One of the points of the homonormativity critics could thus be reframed: marriage cannot be the only or sufficient ground of care in the time of mass dispossession. In theory, I would heartily agree. In practice, my question is somewhat different. In a time of dispossession, what does “marriage” come to mean and to be? My sense is that a lot of different forms of relationship are being routed through the legitimacy of the couple, as people struggle in the new economy. There may be varied effects of this routing. Here at least we have a program for research.

After I taught the course, my boyfriend and I got married: three times, in fact. I carried my deep ambivalence with the form along with me: some of my queer theory colleagues carried it for me. “I wouldn’t have thought this of Lawrence,” one reportedly said. These can be punishing times. A friend recently posted on Facebook that she was not a hypocrite: that is, she found it hypocritical for those of us sharing the homonormativity critique to go for the nuptials. I cannot agree, but I am often asked to bear the charge of hypocrisy.

I cannot agree as what was at stake for me had a lot to do with a conversation between ethical engagements: most at stake for me was my beautiful boyfriend and the powerful ethics of the world as he lived it, a sense of urgency and beauty not necessarily crafted in the same network as my queer theory friends.

------------------------------------------------

Task set:
A: Rewrite the passage on marriage, starting with "After I taught" and going on through "queer theory friends.", with "partner" in place of "boyfriend".
B: Quote in full every sentence in the passage on marriage that begins with the word "In".
None of the lines in the coordinate labeling data are needed.

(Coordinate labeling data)

------------------------------------------------

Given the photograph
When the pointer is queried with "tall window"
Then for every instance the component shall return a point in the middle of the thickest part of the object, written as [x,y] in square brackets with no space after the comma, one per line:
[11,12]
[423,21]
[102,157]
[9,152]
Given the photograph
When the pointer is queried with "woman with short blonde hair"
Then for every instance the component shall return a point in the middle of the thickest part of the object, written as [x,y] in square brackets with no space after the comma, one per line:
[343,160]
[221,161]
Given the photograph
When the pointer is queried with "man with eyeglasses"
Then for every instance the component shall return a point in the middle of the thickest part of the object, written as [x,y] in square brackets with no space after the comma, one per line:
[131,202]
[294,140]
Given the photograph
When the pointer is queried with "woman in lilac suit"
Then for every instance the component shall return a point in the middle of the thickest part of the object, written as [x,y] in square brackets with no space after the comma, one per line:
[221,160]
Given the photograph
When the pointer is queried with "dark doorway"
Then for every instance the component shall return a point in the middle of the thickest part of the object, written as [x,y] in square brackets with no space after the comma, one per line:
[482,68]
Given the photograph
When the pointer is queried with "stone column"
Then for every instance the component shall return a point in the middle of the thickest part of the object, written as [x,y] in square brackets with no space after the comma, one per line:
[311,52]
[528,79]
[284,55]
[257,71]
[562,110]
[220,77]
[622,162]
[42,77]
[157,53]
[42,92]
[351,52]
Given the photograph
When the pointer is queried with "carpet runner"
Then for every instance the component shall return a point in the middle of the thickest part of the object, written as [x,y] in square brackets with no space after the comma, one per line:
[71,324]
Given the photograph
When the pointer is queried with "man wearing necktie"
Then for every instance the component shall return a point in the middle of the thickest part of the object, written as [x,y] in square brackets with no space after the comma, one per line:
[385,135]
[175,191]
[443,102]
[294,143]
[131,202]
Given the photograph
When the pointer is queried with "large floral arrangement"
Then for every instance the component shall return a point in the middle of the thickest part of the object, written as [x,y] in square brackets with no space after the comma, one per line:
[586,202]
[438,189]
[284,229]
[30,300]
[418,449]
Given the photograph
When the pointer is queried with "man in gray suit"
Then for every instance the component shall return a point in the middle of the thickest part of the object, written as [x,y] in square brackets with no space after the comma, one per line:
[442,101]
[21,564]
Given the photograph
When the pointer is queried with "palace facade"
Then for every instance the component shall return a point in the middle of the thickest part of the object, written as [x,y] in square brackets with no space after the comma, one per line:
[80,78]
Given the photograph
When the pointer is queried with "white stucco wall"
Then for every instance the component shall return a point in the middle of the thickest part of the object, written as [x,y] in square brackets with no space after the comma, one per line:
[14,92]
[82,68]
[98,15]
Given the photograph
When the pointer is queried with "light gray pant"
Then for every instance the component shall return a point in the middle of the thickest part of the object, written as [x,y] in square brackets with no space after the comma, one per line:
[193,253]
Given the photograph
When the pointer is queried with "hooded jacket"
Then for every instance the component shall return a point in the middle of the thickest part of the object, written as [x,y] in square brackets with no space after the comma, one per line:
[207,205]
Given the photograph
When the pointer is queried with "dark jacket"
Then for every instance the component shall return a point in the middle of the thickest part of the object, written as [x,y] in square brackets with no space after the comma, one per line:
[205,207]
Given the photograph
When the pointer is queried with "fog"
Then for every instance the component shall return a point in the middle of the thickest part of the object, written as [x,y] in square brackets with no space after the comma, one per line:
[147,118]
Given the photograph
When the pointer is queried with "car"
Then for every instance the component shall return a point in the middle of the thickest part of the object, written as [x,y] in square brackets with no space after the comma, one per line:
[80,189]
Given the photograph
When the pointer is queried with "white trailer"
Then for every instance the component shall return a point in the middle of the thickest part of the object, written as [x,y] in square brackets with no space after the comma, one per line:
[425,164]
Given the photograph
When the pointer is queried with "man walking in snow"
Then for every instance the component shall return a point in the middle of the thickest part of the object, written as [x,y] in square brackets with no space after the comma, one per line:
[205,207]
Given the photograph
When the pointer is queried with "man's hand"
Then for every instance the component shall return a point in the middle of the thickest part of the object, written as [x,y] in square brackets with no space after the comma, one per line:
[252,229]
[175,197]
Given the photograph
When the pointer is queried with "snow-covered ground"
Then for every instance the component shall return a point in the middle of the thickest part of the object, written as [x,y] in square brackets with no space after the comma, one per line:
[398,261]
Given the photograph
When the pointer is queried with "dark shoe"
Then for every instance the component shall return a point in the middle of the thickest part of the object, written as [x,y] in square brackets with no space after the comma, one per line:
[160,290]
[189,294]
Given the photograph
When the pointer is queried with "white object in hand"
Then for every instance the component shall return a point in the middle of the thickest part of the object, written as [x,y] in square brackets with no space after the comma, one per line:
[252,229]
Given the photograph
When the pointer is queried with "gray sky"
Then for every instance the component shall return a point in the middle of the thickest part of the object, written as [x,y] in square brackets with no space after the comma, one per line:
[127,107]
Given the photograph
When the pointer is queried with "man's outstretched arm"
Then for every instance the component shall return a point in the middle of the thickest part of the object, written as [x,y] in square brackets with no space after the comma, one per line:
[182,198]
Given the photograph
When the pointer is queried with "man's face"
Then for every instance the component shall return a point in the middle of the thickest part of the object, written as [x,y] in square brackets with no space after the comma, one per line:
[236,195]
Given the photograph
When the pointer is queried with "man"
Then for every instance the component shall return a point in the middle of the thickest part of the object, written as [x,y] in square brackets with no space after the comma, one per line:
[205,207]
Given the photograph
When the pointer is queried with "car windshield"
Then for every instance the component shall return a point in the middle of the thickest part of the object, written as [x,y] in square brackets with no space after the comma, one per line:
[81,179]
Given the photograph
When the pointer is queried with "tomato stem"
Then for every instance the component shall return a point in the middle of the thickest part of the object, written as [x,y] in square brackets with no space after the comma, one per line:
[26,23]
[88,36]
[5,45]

------------------------------------------------

Answers:
A:
After I taught the course, my partner and I got married: three times, in fact. I carried my deep ambivalence with the form along with me: some of my queer theory colleagues carried it for me. “I wouldn’t have thought this of Lawrence,” one reportedly said. These can be punishing times. A friend recently posted on Facebook that she was not a hypocrite: that is, she found it hypocritical for those of us sharing the homonormativity critique to go for the nuptials. I cannot agree, but I am often asked to bear the charge of hypocrisy.

I cannot agree as what was at stake for me had a lot to do with a conversation between ethical engagements: most at stake for me was my beautiful partner and the powerful ethics of the world as he lived it, a sense of urgency and beauty not necessarily crafted in the same network as my queer theory friends.

B:
In theory, I would heartily agree.
In practice, my question is somewhat different.
In a time of dispossession, what does “marriage” come to mean and to be?